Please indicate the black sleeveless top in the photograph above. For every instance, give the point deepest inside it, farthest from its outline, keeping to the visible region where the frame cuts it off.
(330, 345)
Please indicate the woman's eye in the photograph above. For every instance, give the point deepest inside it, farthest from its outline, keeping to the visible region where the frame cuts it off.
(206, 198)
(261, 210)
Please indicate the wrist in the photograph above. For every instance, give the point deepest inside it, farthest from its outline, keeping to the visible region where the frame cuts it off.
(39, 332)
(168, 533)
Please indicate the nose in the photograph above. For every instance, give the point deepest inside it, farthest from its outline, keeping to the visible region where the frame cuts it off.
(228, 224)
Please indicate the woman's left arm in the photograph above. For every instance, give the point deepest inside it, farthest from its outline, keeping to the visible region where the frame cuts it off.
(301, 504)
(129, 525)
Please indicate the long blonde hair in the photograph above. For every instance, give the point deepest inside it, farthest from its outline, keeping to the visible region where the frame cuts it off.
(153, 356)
##########
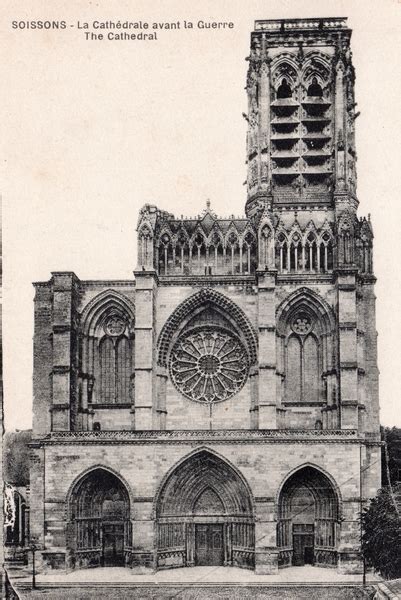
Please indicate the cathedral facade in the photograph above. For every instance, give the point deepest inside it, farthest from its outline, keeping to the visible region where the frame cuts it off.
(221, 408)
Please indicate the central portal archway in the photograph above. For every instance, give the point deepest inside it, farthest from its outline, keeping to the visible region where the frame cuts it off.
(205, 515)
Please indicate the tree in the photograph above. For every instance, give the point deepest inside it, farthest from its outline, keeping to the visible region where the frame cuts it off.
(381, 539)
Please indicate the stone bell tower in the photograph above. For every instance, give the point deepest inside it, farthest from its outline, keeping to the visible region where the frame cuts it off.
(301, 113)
##########
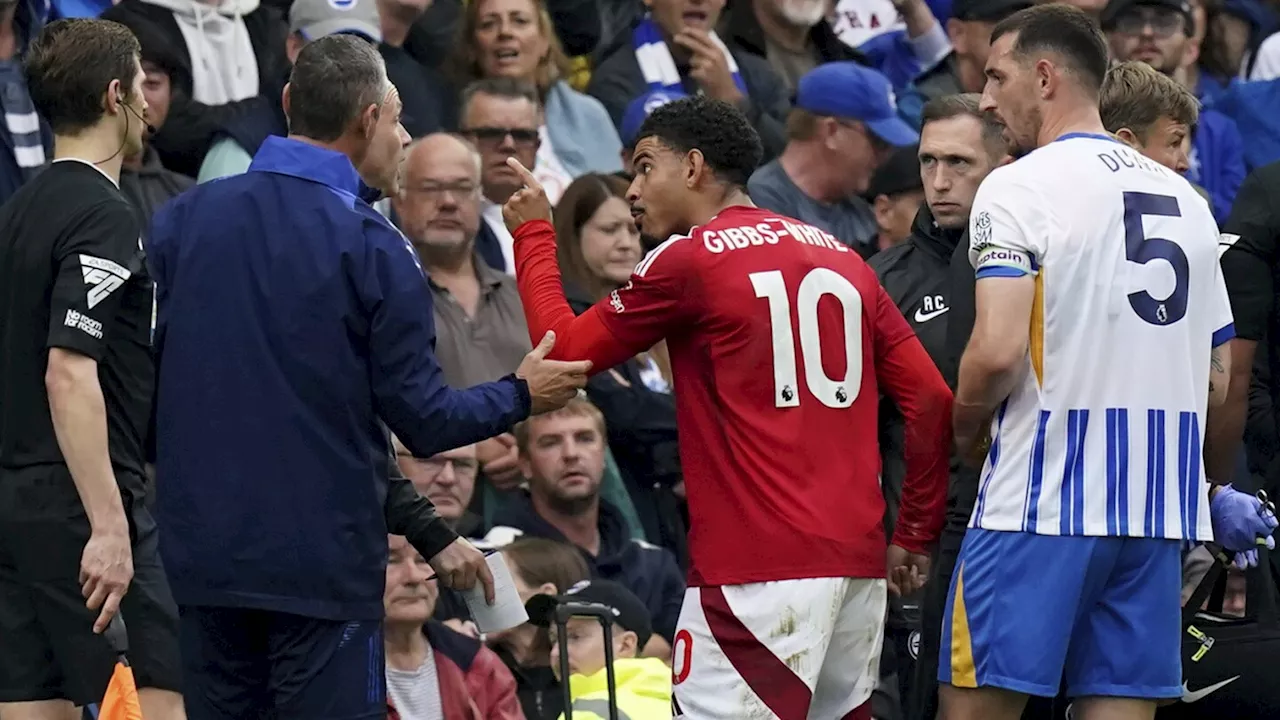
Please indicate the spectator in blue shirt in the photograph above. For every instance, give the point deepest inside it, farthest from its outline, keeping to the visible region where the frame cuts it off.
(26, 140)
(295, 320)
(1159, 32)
##########
■ **Written request**
Please list each line in the items above that contains the word "woman".

■ **Reply**
Please indicate the woman's eye in the photograph above. For every instance, give the point deepest inside it, farthest from its outline, keeping to the visible region where the frame cuts it off.
Please indicate the woman's left arm in the photograph above. For every instance, give the point deepest inside it, farthest from its outline, keeping to the visible region where the frame cuts it off.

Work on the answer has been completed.